Copy everything in the op-ed on Colorado's crime problem from "SLOAN | The" down to "very human issue.", word for word.

Passage provided =
——————
SLOAN | The cost of the crime problem


It is no longer possible, for any political subset, to deny the extent and seriousness of the crime problem in Colorado. Data from multiple sources, national and local, point inescapably to the skyward trajectory of criminal activity in the state, granting empirical illumination to a very human issue.
The Common Sense Institute recently released a study that adds to this accumulating mountain of data, offering an analysis of the problem from the angle of economic impacts.
The study’s principal authors, George Brauchler and Mitch Morrissey, are particularly well suited to comment on criminal matters, having dedicated their professional lives to quarterbacking society’s response to them as District Attorneys. The partnership with CSI’s considerable economic analytical resources has resulted in a paper that is as edifying as it is bleak.
The figures are riveting. Those concerning the escalating crime rate in Colorado are rather depressing, if not especially surprising. In this space back in September, I wrote of the FBI’s crime data for 2020 which quantified what everyone intuitively realized, that crime was up in the country, and even more so in Colorado. CSI’s report puts some meat on that skeleton, diving a bit further into the numbers to reveal a litany of terrifying statistics; for instance, that the state’s average monthly crime rate in 2021 is 28% higher than it was a decade ago, 15% higher than in 2019.
——————
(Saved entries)
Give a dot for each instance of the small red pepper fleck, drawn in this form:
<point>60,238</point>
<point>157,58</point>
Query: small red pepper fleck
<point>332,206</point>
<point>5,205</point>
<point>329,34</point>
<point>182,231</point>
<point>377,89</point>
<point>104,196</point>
——————
Result =
SLOAN | The cost of the crime problem


It is no longer possible, for any political subset, to deny the extent and seriousness of the crime problem in Colorado. Data from multiple sources, national and local, point inescapably to the skyward trajectory of criminal activity in the state, granting empirical illumination to a very human issue.